EXERCISE TASKS:
1. According to the excerpt on the February stock market fall, what rumor set off the meltdown?
2. Please carry on the excerpt on the February stock market fall from its last sentence.

In the last week of February, Stock Exchanges throughout the globe saw their listed companies’ share prices fall as a ripple effect of a more dramatic loss of the Shanghai index, in an indication that the Chinese economy was going through turbulence.

The meltdown began when rumors that the Chinese Communist Party’s Central Committee, scheduled to meet the following week, would adopt economic measures designed to set up more controls on the country’s capital flows.

The decisions announced by the Central Committee were not to that effect, although one of them established equal treatment for national and foreign investments, since the latter had been favored until then. The bulk of the decisions focused on strengthening the Chinese internal market framework by establishing new rules facilitating the creation of local private companies, boosting investments in social programs and increasing military spending in 2007 by 17.8%, or 2.2% of the country’s GDP.

DATA EXCERPTS:
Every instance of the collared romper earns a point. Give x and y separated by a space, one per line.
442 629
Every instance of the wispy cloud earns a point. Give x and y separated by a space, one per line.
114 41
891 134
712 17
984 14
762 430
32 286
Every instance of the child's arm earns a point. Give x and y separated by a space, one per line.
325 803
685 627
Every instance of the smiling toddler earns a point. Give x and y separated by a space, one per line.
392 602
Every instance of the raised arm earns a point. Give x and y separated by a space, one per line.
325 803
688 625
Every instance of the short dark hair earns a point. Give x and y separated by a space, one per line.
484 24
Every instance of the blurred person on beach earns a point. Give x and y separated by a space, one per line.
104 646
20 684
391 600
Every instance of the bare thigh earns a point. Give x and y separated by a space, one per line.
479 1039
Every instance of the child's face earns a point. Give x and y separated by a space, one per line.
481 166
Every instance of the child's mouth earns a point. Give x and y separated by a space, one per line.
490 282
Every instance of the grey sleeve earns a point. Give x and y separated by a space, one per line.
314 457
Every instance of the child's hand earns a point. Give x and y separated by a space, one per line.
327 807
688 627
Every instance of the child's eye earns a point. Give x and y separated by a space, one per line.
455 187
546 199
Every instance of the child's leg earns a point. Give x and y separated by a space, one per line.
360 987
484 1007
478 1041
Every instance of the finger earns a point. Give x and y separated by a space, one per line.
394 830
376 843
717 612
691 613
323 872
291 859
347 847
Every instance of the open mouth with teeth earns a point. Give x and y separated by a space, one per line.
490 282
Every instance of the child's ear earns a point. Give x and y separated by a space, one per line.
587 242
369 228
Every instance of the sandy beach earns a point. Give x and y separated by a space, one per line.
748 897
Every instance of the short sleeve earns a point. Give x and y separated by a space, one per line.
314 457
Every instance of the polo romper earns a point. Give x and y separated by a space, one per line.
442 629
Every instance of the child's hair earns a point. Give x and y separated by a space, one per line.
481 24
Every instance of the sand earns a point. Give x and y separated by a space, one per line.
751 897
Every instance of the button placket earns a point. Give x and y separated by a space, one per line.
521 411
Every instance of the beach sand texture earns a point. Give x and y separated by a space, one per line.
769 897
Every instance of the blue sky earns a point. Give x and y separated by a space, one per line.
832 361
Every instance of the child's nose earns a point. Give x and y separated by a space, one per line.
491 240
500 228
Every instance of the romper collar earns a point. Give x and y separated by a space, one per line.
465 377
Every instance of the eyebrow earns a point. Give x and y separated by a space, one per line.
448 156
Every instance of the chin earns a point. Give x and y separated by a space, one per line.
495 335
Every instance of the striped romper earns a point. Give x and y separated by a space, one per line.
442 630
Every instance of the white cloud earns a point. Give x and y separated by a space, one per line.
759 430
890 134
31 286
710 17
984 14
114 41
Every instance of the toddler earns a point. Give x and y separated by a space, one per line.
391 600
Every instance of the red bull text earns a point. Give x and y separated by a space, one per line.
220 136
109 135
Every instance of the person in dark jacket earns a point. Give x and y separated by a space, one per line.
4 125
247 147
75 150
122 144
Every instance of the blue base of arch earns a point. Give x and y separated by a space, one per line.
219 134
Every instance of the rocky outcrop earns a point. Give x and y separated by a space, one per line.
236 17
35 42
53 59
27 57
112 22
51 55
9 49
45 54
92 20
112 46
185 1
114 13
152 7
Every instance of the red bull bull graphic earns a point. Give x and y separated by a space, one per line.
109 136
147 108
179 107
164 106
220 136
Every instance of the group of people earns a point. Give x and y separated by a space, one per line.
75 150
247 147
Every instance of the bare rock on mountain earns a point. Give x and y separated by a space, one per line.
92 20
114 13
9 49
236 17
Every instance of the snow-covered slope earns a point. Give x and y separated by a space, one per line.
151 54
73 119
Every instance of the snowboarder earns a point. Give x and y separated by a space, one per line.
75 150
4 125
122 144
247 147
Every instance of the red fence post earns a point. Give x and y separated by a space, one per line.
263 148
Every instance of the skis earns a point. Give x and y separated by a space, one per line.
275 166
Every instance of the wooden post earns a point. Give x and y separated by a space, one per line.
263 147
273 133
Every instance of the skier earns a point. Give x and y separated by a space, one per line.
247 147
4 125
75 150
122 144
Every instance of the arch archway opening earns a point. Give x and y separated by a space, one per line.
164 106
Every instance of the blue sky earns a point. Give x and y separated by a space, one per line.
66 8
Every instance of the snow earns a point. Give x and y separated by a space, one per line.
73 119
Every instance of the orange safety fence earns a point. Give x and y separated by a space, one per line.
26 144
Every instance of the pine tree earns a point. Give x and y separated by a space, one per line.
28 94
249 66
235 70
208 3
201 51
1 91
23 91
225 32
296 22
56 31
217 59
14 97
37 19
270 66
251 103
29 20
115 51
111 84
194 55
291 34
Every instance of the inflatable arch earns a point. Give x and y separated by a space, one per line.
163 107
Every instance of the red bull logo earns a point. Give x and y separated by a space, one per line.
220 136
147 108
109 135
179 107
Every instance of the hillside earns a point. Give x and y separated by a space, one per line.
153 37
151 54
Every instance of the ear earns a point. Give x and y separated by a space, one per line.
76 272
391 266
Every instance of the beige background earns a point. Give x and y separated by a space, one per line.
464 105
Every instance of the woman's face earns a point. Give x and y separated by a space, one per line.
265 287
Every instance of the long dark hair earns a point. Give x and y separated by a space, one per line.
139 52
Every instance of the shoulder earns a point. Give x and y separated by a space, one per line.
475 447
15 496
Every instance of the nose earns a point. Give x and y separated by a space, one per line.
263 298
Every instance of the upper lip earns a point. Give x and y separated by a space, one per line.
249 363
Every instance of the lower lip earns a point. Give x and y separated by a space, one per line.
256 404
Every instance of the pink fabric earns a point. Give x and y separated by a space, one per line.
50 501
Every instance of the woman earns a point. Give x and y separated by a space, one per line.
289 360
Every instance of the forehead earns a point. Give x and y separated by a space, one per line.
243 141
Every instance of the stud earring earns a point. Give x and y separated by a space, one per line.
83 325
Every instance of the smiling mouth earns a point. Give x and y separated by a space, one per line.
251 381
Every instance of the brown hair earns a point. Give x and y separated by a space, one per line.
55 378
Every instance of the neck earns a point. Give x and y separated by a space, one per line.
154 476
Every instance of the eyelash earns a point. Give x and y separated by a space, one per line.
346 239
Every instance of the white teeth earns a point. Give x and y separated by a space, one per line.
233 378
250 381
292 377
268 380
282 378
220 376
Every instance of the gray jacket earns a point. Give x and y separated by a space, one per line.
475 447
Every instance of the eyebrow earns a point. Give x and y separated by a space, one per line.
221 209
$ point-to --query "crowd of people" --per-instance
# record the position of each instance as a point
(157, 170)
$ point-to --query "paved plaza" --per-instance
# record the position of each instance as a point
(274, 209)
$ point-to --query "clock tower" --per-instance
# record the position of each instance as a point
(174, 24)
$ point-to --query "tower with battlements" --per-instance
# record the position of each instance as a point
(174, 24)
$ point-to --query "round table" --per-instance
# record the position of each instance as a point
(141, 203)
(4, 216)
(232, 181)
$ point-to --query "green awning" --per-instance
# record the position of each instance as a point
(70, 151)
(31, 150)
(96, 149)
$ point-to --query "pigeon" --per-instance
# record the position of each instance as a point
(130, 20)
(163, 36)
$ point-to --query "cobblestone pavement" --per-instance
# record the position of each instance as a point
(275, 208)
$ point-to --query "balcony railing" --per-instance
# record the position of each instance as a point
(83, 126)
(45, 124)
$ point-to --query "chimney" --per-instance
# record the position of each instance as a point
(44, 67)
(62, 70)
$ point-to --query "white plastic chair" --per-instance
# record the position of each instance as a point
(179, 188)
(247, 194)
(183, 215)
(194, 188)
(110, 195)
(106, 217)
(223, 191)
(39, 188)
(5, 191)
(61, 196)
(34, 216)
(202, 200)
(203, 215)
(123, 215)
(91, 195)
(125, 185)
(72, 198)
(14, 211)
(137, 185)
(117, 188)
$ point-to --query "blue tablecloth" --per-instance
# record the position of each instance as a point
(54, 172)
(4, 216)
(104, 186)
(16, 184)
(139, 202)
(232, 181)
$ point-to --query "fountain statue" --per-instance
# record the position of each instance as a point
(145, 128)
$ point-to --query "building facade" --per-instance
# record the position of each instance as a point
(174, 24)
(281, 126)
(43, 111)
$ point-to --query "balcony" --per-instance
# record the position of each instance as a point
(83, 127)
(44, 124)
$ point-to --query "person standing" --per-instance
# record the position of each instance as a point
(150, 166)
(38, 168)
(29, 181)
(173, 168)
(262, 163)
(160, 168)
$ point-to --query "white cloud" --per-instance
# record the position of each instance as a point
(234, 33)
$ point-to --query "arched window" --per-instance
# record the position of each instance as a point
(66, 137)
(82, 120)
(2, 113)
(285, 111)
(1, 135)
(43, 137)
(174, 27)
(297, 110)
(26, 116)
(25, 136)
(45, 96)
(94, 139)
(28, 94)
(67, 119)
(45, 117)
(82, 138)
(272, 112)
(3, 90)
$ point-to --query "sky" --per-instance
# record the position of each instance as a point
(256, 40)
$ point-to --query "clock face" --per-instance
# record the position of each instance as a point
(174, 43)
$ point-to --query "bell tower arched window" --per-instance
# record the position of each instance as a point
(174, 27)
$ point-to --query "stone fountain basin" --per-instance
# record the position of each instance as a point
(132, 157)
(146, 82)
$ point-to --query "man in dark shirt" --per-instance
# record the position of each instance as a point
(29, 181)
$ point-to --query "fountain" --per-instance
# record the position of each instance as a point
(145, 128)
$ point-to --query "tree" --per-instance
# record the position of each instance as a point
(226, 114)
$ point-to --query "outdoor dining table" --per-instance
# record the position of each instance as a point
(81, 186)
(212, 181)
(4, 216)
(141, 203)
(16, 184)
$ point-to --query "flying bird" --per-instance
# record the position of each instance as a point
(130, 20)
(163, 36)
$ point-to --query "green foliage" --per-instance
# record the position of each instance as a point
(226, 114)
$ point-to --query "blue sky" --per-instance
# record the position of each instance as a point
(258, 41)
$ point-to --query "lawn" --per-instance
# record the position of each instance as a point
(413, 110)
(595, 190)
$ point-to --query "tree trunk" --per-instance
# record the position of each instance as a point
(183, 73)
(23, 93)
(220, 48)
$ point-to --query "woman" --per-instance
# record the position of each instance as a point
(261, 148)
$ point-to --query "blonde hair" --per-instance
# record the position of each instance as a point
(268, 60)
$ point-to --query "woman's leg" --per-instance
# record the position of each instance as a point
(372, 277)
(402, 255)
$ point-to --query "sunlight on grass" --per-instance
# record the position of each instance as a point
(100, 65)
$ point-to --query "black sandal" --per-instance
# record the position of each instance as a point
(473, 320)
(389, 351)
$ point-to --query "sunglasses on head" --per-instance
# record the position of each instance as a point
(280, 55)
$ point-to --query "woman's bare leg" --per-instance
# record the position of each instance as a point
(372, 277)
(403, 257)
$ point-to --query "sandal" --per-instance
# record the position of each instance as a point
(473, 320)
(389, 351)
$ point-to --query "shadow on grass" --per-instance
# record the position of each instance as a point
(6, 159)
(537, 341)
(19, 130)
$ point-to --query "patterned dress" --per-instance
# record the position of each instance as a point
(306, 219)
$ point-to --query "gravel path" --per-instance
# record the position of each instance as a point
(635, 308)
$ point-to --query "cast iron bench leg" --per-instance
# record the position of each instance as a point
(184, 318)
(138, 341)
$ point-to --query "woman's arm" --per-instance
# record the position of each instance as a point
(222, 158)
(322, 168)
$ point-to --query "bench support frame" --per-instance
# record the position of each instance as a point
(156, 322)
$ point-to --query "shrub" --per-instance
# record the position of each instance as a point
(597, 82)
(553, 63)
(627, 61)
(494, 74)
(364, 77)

ANSWERS FOR THIS EXERCISE:
1. That the Chinese Communist Party's Central Committee, meeting the following week, would adopt economic measures to set up more controls on the country's capital flows.

2.
On the same date, Allan Greenspan, the former FED chairman, forecast that the American economy was closer to a recession as a result of the low 2.2 percent GDP growth, a figure which had just been released in spite of more optimistic outlooks, further contributing to the havoc.

It is worth recalling that China’s economy is in transition to a mixed economy, driven by market forces to some extent, yet with the government still exerting tremendous influence. For example, China holds hard currency reserves of US$ 1 trillion, 75% of which believed to be invested in U.S. Treasuries, that showcases how intertwined both economies are, besides the huge and chronic U.S. trade deficit with China; in a nutshell, whatever happens in one of these countries, reverberates in the other.

An initiative currently being studied by Chinese authorities is to create a national investment agency to manage the allocation of these reserves.

The actual problem, however, is the speculative-driven volume of resources invested worldwide in search of future gains, and as such the Shanghai Stock Exchange is just like any other. There you buy and sell stocks, and speculators operate. In this case, stirred by the rumours, some speculators started to frantically sell certain overvalued stocks in order to repurchase them at a discount.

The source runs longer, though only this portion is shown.